### WHAT TO WORK ON
Recast the lines of the items below, from the line containing "Exercise. Mark the reflection" through the end of the items, as a JSON list of strings with one string per line and blank lines omitted.

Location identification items
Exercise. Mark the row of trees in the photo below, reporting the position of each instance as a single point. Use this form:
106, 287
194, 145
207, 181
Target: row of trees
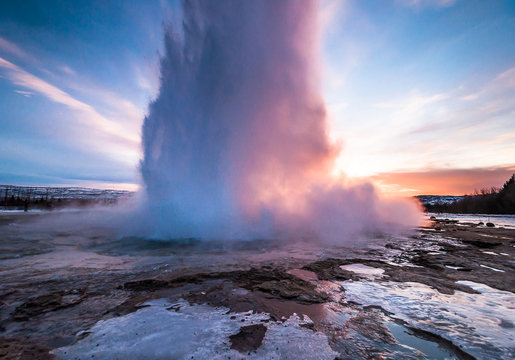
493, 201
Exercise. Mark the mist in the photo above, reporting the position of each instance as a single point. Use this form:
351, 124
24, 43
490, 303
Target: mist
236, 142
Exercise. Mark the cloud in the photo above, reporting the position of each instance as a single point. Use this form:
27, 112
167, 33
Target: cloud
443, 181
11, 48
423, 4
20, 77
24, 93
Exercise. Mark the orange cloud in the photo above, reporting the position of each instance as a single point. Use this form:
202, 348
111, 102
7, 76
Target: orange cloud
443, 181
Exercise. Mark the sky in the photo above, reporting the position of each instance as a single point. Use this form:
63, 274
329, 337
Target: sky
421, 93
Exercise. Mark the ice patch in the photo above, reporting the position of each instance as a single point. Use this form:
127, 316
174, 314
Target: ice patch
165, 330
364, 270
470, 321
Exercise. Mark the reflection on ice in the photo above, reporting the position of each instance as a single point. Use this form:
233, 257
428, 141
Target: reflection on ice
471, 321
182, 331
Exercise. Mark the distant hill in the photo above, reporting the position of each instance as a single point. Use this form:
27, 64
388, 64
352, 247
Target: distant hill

### REPLY
[
  "Exercise. Mark the reflection on ice in the photo above, reporting the position of each instance as a single point. Use this form:",
  "233, 257",
  "428, 141",
  "Target: reflection on ice",
  "471, 321",
  "182, 331",
  "Exercise. Mark the distant hill in the photo above, reporting the position of each instance as a single point. Use this form:",
  "27, 64",
  "388, 64",
  "352, 247",
  "Target: distant hill"
]